REQUIRED WORK:
[a] Reproduce the passage of the exhibition text between "[3] Heba Y." and "(December 23, 2015).", inclusive.
[b] Using the exhibition text, answer each question on its own line:
(i) Which initiative publishes the book How to see the pillars as palm trees?
(ii) Until what date is What Cannot Otherwise Be Said on view?
(iii) In what year was the cited Heidegger book Poetry, language, and thought published?

What emerges as poetic text in Sabourin’s installation, delves into marginalia and appendage in the work of Hussein Nassereddine, who presents two footnotes from an Arabic book of poetry titled How to see the pillars as palm trees (2020). The book is published by Kayfa ta, an initiative that devises ‘how-to’ manuals as texts that shift between genres, forms, and conventions. The absence of the main text in the exhibition necessitates that the viewer works with footnotes that refer to the figure of Abdallah the Killed, a poet who “was paralyzed by the desire to capture the infinite in finite language”. The footnotes provide a resting space to the viewer after their journey through the many terrains of resistance. Here we encounter again the idea of poetic time: “entering the poetic time is entering the unseen.” Abdallah, whose trade was metaphor, was initiated into poetic time when “the pillars appeared to him as palms”; he was trapped in the space of poetic time “where the poet sees the unseen, in contrast to regular time, where the poet has the time to utter what he sees.” The chasm between language and poetry rests on the divide between seeing and naming, as Heidegger writes “Language, by naming beings… first brings beings to word and to appearance.”[6] The poet refuses this act, constituting instead the mercurial texture of the world in metaphor and slippages of lyrics. In What Cannot Otherwise Be Said, on view till August 16, 2022, the curator imbibes the role of a poet.
NOTES:
[1] Chen Chen, @chenchenwrites “a poem inhabits its own clarity, which may be deeply mysterious but that's different from unclear. and at its best, it is an unparaphrasable clarity. it says what cannot otherwise be said-and it is an encounter with the unsayable (sometimes in the same line!)”. 3 December 2021; 1:42 AM.
[2] Jennifer Gosetti-Ferencei, "The world and image of poetic language: Heidegger and Blanchot." Continental Philosophy Review 45.2 (2012): 193.
[3] Heba Y. Amin, “Towards a Spatial Imaginary: Walking Cabbages and Watermelons”. Ibraaz. 5 July 2016. , accessed July 2022.
[4] Ranjit Hoskote, “Introduction” in I, Lalla: The Poems of Lal Ded. New Delhi: Penguin Books, (2013).
[5] “Unidentified Kashmiri seen walking a cabbage on a leash in Srinagar.” Kashmir Reader (December 23, 2015).
[6] Martin Heidegger, Poetry, language, and thought (trans: Hofstadter, Albert). New York: Harper & Row (1971), 72.

DATA SUPPLIED:
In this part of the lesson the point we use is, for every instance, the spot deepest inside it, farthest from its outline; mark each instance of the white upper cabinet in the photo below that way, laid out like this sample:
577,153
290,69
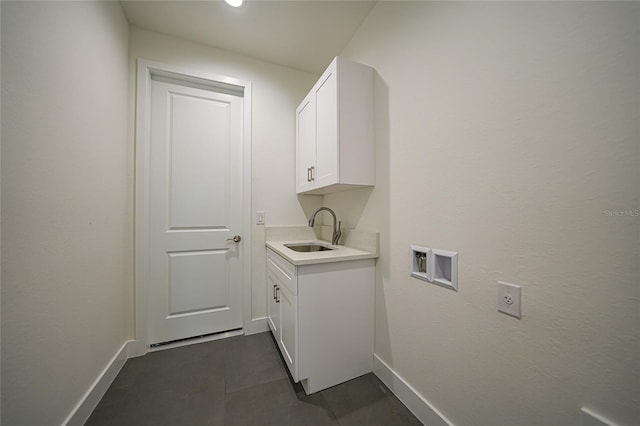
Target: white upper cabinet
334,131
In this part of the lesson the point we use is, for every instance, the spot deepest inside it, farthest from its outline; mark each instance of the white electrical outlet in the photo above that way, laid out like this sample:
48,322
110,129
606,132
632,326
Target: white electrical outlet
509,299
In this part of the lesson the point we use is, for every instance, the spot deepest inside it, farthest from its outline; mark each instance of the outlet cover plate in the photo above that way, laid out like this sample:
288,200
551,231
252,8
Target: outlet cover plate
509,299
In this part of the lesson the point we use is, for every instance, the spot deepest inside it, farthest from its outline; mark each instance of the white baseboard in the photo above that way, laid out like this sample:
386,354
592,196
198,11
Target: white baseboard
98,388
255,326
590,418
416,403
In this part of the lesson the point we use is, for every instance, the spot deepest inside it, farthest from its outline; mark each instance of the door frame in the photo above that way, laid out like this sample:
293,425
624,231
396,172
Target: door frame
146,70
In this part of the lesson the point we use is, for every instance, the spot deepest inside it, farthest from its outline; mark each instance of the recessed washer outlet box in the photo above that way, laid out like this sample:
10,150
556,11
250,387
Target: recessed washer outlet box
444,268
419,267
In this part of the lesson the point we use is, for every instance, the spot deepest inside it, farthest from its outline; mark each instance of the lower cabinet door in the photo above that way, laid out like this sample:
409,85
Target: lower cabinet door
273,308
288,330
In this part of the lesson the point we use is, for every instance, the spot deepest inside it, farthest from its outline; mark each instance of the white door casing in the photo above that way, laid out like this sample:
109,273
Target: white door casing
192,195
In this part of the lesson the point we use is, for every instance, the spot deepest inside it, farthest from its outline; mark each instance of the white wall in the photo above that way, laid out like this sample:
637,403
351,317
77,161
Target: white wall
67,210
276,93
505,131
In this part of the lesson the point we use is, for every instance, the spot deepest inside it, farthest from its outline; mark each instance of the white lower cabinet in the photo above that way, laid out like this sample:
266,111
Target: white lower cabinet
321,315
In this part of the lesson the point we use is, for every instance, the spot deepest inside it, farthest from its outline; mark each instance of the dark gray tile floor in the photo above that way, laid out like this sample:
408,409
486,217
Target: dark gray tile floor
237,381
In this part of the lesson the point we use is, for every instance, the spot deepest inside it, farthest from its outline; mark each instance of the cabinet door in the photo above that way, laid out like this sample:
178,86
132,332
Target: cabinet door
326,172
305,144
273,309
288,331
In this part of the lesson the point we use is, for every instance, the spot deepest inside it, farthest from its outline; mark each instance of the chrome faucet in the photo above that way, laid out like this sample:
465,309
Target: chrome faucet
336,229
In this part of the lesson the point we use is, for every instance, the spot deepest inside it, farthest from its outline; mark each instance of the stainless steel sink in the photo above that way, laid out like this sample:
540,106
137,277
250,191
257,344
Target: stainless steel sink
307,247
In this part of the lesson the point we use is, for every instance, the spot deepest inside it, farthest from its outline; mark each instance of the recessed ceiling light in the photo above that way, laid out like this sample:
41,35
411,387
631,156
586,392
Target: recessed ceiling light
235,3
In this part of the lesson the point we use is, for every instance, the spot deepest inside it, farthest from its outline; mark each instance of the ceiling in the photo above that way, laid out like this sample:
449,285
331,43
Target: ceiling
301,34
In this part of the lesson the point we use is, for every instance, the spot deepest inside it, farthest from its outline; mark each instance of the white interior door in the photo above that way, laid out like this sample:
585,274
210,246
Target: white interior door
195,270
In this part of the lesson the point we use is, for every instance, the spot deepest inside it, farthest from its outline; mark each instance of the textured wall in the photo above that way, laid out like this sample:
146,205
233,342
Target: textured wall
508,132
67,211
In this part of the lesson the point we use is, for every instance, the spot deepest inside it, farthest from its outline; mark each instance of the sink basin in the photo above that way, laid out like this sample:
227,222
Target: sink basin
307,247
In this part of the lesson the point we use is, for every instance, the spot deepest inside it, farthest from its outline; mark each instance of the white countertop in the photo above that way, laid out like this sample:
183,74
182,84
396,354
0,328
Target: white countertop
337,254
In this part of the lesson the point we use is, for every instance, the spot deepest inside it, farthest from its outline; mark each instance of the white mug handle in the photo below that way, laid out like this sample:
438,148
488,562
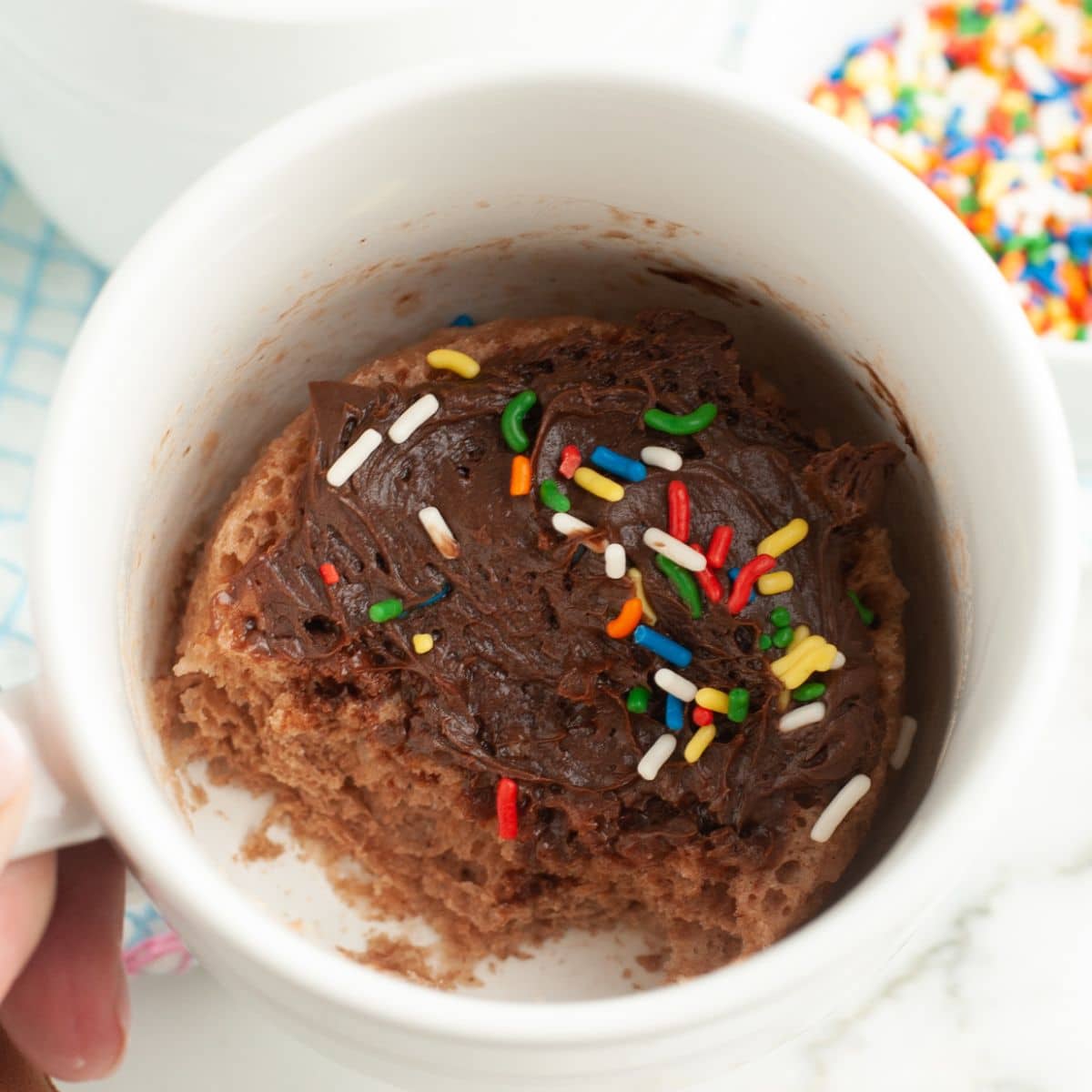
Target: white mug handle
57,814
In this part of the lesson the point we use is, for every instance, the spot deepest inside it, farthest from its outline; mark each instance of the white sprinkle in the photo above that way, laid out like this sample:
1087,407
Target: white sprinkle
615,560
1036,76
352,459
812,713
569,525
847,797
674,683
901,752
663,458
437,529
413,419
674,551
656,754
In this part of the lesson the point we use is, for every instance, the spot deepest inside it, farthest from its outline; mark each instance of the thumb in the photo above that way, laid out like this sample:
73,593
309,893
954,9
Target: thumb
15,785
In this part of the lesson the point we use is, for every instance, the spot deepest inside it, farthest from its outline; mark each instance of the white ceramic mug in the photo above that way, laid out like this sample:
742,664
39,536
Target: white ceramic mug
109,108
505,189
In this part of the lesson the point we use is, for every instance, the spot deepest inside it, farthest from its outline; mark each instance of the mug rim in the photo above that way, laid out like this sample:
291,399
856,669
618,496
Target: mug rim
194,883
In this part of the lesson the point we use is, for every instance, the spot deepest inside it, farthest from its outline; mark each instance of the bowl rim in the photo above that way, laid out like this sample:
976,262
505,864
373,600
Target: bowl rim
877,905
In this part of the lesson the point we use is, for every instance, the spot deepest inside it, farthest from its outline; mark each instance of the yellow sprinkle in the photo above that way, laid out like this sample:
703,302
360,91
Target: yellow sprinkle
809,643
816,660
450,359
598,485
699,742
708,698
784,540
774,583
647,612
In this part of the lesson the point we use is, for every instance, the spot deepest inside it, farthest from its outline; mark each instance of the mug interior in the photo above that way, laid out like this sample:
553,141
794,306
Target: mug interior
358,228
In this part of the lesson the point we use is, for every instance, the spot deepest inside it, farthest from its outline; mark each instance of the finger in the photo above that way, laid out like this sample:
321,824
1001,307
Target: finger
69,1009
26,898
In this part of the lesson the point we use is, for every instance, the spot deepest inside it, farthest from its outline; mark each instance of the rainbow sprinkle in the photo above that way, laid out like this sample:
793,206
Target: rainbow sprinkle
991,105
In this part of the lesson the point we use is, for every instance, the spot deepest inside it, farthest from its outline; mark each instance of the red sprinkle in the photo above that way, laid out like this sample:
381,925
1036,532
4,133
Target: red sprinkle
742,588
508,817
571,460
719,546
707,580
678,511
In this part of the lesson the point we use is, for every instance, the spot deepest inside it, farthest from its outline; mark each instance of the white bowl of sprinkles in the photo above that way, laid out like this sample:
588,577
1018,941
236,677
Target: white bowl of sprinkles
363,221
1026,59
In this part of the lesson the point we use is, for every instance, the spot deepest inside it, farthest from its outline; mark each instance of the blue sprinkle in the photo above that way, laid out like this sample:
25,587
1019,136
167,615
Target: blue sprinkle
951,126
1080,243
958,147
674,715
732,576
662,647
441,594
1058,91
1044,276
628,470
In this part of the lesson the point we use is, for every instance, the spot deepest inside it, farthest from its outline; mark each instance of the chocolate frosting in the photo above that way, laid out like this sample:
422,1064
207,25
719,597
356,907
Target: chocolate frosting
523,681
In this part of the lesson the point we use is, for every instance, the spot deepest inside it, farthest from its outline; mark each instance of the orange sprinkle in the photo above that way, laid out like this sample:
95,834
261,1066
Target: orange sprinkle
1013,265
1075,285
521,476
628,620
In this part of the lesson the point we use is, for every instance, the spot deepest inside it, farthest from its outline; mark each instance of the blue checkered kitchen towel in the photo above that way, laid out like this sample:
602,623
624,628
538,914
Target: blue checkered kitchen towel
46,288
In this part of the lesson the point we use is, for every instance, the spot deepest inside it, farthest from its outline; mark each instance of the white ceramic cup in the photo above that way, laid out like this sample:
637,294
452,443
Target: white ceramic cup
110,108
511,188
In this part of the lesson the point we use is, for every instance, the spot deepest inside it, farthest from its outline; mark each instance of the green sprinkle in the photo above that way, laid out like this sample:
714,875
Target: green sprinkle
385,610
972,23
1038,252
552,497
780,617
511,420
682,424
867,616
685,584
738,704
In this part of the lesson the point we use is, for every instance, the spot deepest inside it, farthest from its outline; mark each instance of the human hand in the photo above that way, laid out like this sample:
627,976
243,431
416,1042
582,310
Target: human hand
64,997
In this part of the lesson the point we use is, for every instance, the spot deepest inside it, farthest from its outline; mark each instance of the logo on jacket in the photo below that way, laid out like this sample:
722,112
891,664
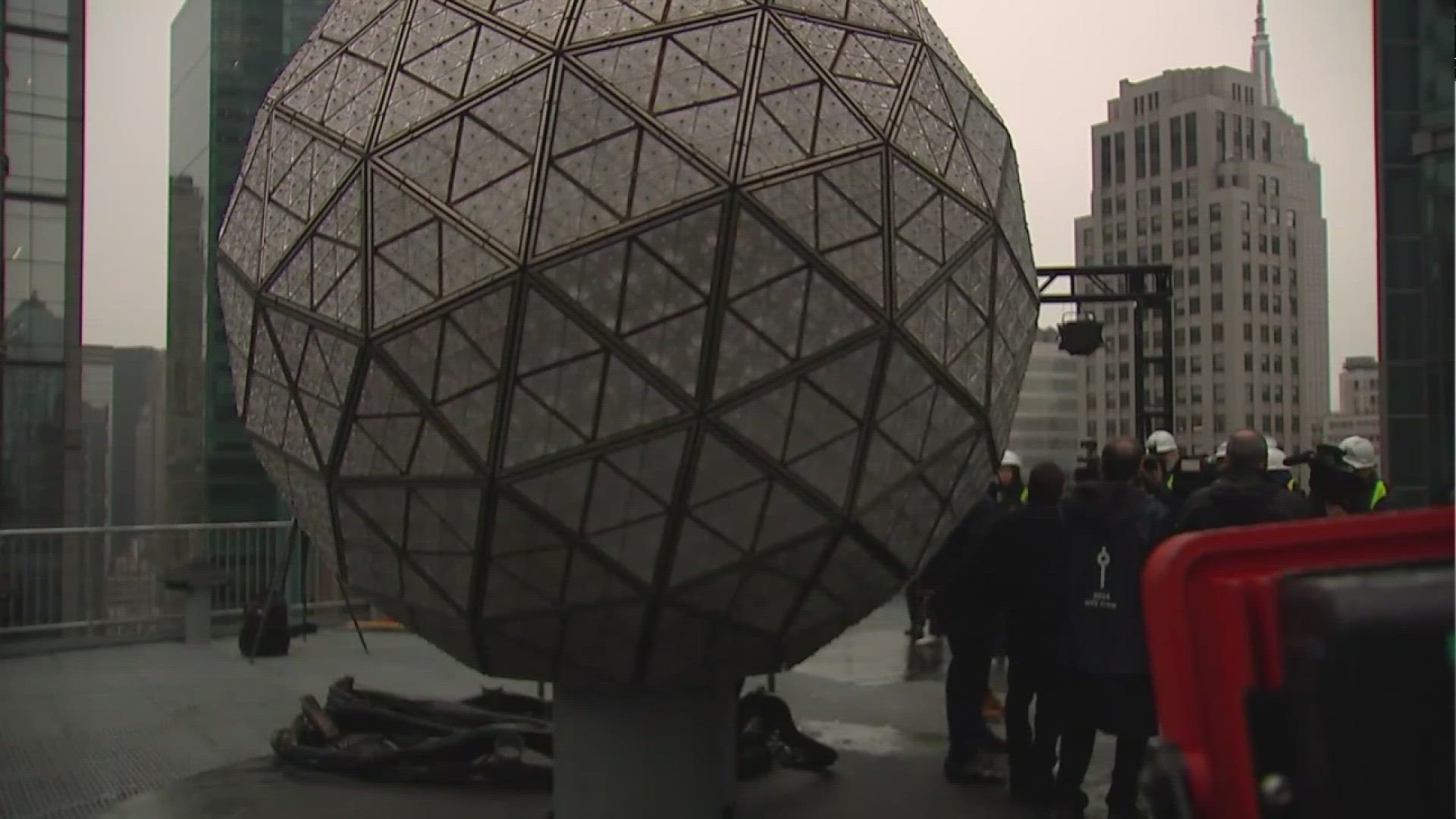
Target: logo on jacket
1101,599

RESULTS BY TASK:
[a]
[3] Heba Y. Amin, “Towards a Spatial Imaginary: Walking Cabbages and Watermelons”. Ibraaz. 5 July 2016. , accessed July 2022.
[4] Ranjit Hoskote, “Introduction” in I, Lalla: The Poems of Lal Ded. New Delhi: Penguin Books, (2013).
[5] “Unidentified Kashmiri seen walking a cabbage on a leash in Srinagar.” Kashmir Reader (December 23, 2015).

[b]
(i) Kayfa ta
(ii) August 16, 2022
(iii) 1971